■ Dataset records
:::::

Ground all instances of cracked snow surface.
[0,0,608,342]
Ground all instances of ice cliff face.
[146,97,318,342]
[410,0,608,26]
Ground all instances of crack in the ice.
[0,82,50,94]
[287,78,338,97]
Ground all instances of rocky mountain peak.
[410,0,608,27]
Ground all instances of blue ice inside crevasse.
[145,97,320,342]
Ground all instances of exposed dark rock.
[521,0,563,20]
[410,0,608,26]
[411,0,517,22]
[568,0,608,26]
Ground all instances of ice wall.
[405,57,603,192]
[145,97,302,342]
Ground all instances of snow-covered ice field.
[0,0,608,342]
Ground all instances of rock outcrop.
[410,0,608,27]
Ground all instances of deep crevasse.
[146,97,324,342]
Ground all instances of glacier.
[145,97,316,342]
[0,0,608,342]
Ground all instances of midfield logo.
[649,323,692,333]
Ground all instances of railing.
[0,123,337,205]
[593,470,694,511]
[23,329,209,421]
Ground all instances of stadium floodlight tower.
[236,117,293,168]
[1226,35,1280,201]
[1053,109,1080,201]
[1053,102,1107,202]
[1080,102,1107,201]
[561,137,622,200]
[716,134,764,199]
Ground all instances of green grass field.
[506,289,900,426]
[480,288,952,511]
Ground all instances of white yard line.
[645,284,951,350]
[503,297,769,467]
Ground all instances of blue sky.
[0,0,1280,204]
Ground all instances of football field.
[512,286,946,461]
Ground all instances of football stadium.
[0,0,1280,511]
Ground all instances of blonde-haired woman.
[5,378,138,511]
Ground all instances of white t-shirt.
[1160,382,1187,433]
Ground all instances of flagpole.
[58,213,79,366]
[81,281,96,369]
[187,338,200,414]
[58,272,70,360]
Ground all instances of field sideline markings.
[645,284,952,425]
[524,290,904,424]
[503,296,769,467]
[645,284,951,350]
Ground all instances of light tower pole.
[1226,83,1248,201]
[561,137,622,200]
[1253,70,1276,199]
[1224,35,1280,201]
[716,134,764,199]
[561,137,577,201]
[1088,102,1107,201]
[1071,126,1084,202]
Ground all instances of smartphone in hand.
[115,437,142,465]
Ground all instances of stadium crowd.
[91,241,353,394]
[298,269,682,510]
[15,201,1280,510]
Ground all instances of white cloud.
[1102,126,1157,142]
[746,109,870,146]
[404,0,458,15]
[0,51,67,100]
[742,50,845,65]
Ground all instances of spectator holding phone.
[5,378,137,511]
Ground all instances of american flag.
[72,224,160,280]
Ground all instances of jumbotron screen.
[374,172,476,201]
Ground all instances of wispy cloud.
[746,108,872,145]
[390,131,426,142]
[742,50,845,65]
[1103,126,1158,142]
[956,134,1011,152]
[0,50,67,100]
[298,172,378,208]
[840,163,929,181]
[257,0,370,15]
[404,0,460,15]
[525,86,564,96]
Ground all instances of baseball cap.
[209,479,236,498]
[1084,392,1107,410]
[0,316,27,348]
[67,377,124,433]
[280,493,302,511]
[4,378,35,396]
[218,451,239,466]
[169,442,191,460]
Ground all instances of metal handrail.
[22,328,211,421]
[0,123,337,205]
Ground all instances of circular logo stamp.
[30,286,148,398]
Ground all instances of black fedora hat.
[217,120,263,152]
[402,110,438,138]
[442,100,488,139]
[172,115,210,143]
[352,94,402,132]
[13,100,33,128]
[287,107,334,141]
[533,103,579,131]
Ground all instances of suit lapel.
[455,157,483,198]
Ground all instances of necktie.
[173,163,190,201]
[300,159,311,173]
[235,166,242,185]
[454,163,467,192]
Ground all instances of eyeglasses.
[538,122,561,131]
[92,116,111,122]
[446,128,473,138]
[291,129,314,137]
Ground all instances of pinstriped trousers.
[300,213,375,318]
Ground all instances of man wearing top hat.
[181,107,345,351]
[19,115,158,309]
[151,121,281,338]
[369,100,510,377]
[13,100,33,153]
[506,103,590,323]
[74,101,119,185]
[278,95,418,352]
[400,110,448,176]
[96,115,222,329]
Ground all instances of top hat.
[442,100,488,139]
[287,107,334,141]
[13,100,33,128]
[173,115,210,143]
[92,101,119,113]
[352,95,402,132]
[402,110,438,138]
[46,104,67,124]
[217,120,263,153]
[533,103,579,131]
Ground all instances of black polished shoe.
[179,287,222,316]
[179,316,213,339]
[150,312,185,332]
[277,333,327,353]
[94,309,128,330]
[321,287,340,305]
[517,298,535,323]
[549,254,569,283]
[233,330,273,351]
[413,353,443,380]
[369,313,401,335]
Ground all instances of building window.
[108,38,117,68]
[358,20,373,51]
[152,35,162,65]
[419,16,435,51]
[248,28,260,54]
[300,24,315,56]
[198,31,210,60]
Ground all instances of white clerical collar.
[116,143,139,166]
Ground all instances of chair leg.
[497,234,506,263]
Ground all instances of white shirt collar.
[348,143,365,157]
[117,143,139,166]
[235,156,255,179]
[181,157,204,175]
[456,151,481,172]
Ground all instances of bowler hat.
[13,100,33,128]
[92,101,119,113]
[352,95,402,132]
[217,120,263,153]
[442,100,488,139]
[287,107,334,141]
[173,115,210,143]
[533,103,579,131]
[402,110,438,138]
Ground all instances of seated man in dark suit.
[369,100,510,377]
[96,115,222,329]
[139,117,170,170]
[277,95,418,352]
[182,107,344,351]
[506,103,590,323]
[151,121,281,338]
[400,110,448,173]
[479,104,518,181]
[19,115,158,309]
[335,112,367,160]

:::::

■ YOUR TASK
Copy out the entire listing above line for line, with no changes.

■ THE REPLY
Ground all instances of cracked snow surface.
[0,0,608,342]
Ground all instances of ice cliff face.
[146,97,318,342]
[410,0,608,26]
Ground all instances of crack in the ice.
[0,82,50,94]
[287,78,338,97]
Ground all instances of rocky mountain peak.
[410,0,608,27]
Ground all instances of blue ice inside crevasse.
[145,97,320,342]
Ground all instances of exposed dark rock.
[521,0,563,20]
[410,0,608,26]
[411,0,517,22]
[568,0,608,26]
Ground all instances of ice wall.
[405,57,603,192]
[145,97,302,342]
Ground all instances of snow-covered ice field.
[0,0,608,342]
Ground all instances of rock outcrop.
[410,0,608,27]
Ground all instances of deep crevasse.
[146,97,324,342]
Ground all instances of glacier.
[145,97,316,342]
[0,0,608,342]
Ground all instances of midfield logo.
[649,323,692,333]
Ground all instances of railing.
[0,123,337,205]
[593,470,694,511]
[23,329,209,421]
Ground all instances of stadium floodlight tower.
[236,117,293,168]
[1226,35,1280,201]
[1053,109,1080,201]
[1053,102,1107,202]
[1080,102,1107,201]
[561,137,622,200]
[716,134,764,199]
Ground all instances of green grass field.
[506,289,900,426]
[480,288,952,511]
Ground all instances of white yard line.
[645,284,951,350]
[503,297,769,467]
Ground all instances of blue sky.
[0,0,1280,204]
Ground all instances of football field.
[512,286,946,461]
Ground all instances of football stadium.
[0,0,1280,511]
Ground all instances of blonde-haired woman.
[5,378,138,511]
Ground all instances of white t-shirt.
[1160,382,1187,433]
Ground all instances of flagpole.
[58,213,79,366]
[81,281,96,369]
[187,338,200,414]
[58,272,70,360]
Ground all instances of field sideline markings.
[645,284,952,425]
[524,290,904,424]
[503,296,769,467]
[645,284,951,350]
Ground all instances of light tower pole.
[1226,83,1248,201]
[561,137,622,200]
[1253,70,1276,199]
[1224,35,1280,201]
[716,134,764,199]
[561,137,577,201]
[1088,102,1107,201]
[1071,126,1084,202]
Ground all instances of smartphone in hand.
[115,437,142,465]
Ground all instances of stadium crowd.
[91,241,353,394]
[298,269,682,510]
[15,201,1280,510]
Ground all instances of white cloud.
[1102,126,1157,142]
[746,109,870,146]
[404,0,458,15]
[0,51,67,100]
[742,50,845,65]
Ground all instances of spectator holding phone.
[5,378,137,511]
Ground all instances of american flag.
[72,224,160,280]
Ground all instances of jumbotron screen.
[374,172,476,201]
Ground all instances of wispy cloud.
[746,108,872,145]
[390,131,426,142]
[742,50,845,65]
[1103,126,1158,142]
[956,134,1011,152]
[0,50,67,100]
[298,172,378,208]
[840,163,929,181]
[257,0,370,15]
[404,0,460,15]
[525,86,564,96]
Ground all instances of baseball cap.
[209,479,236,498]
[1084,392,1107,410]
[0,316,27,348]
[67,377,124,433]
[280,493,302,511]
[4,378,35,396]
[218,451,239,466]
[169,442,191,460]
Ground all instances of metal handrail.
[22,328,211,421]
[0,123,337,205]
Ground all instances of circular logo stamp.
[30,286,148,398]
Ground all instances of black fedora hat.
[217,120,263,152]
[402,110,438,138]
[442,100,488,139]
[172,115,210,143]
[352,94,402,132]
[13,100,33,128]
[287,107,334,141]
[533,103,579,131]
Ground all instances of suit lapel.
[455,157,483,198]
Ground all instances of necktie.
[173,163,190,201]
[300,159,311,173]
[235,166,242,185]
[454,163,467,192]
Ground all instances of eyeglasses.
[538,122,561,131]
[92,116,111,122]
[446,128,473,138]
[291,129,314,137]
Ground all instances of pinstriped trousers.
[300,213,375,318]
Ground all instances of man wearing top hat.
[181,107,345,351]
[19,115,158,309]
[151,121,281,338]
[369,100,510,377]
[13,100,33,153]
[506,103,590,323]
[74,101,119,185]
[278,95,418,352]
[400,110,448,176]
[96,115,222,329]
Ground all instances of top hat.
[442,100,488,139]
[287,107,334,141]
[13,100,33,128]
[173,115,210,143]
[92,101,119,113]
[352,95,402,132]
[402,110,438,138]
[46,104,67,124]
[217,120,263,153]
[533,103,579,131]
Ground all instances of black polished shoe.
[179,287,222,316]
[179,316,213,339]
[150,312,185,332]
[277,333,327,353]
[94,309,128,330]
[321,287,340,305]
[517,298,535,323]
[549,254,569,283]
[233,330,273,351]
[413,353,443,380]
[369,313,401,335]
Ground all instances of building window.
[108,38,117,68]
[358,20,373,51]
[152,35,162,65]
[419,16,435,51]
[248,28,260,54]
[300,24,315,56]
[198,31,210,60]
Ground all instances of white clerical collar.
[116,143,139,166]
Ground all instances of chair leg.
[497,234,506,263]
Ground all instances of white shirt collar.
[348,143,365,157]
[117,143,139,166]
[235,156,255,179]
[181,157,204,175]
[456,151,481,172]
Ground all instances of bowler hat.
[13,100,33,128]
[92,101,119,113]
[352,95,402,132]
[217,120,263,153]
[442,100,488,139]
[287,107,334,141]
[173,115,210,143]
[533,103,579,131]
[402,110,438,138]
Ground all instances of seated man in dark suit.
[369,100,510,377]
[96,115,222,329]
[139,117,170,170]
[277,95,418,352]
[182,107,344,351]
[506,103,590,323]
[151,121,281,338]
[400,110,448,173]
[479,104,518,181]
[19,115,158,309]
[335,112,367,160]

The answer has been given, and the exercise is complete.